Given passage »
········
# Frogs & Toads > Other Frogs & Toads >  Frog Identification.

## KrisWorkman

Hey everybody.
I am a relatively new frog owner (and brand new to this forum), my tadpoles having turned into frogs a little over a month ago, and I am interested in knowing what kind of frogs I have. I bought the tadpoles in a pet store in New Zealand, but the employees were unable to tell me what kind they were. Maybe you guys could help me out? I have one little brown frog which is about 2cm long, and one green and gold frog, about 2.5cm long (there are two photos of each).

----------


## Eli

The second one looks like a Green and Golden Bell Frog (Litoria Aurea).

----------



----------


## Cory

Im pretty sure they are both Green and Golden Bell Frogs, but Eli is right with second for sure. Im 90% sure the first is also, I have seen a few that could be identical twins to the first pic, but there is a chance I could be wrong. And that second one has just amazing colours.

----------


## Winter

They are green & golden bell frogs. I notice that when mine are sitting on the leaves they show their colours beautifully. When they sit on the wood they are more brown than anything.

----------


## Grace

*The one with green looks to be some sort of  bell I’m not sure the name  right now   But do you’ve have a photo of In in tadpole state?*

----------


## Platinumtreasure

Hello I'm new to the forum and seeking answers. I raised a few tadpoles that were given to me. There were 5 total to be exact. I'm pretty sure 4 of my new froglets are tree frogs. 1 of them I'm not sure if it's a pickeral or leopard frog. I'm including a picture of him. Any thoughts would be helpful.

----------
········
Task input »
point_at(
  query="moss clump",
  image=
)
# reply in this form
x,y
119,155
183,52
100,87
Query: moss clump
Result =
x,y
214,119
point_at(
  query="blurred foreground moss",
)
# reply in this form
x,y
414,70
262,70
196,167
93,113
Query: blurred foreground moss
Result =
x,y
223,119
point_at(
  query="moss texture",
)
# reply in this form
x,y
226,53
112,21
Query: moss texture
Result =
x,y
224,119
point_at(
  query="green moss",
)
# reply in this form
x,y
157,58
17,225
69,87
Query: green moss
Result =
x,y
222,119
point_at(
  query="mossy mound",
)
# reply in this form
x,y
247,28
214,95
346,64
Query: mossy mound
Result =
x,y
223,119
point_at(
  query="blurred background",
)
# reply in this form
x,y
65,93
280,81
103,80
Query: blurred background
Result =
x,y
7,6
········
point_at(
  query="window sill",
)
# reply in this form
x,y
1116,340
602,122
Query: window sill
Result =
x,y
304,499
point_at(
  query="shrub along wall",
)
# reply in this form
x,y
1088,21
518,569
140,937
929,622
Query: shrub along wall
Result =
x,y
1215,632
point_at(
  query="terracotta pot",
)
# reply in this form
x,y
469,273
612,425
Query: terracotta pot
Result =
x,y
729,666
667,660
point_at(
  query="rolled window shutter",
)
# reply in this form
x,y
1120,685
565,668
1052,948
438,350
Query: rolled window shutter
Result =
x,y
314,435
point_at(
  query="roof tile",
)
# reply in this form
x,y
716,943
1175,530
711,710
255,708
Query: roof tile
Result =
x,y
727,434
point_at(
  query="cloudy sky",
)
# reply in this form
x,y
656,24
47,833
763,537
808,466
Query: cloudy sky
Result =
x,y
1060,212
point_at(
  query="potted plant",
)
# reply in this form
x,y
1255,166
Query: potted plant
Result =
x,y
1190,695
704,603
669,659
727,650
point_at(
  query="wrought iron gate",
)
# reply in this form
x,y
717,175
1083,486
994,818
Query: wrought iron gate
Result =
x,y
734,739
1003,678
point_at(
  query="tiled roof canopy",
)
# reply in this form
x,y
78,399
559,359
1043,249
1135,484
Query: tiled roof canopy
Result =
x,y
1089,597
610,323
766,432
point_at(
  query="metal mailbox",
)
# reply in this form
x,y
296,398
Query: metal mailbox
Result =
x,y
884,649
········
Task set »
1. List the usernames of everyone who posted in the frog identification thread.
2. State how many lines in the rows contain the string "canopy", counting only matches with the same case.
The thread and the rows are unrelated to each other.

Task-by-task outputs »
1. KrisWorkman, Eli, Cory, Winter, Grace, Platinumtreasure

2. 2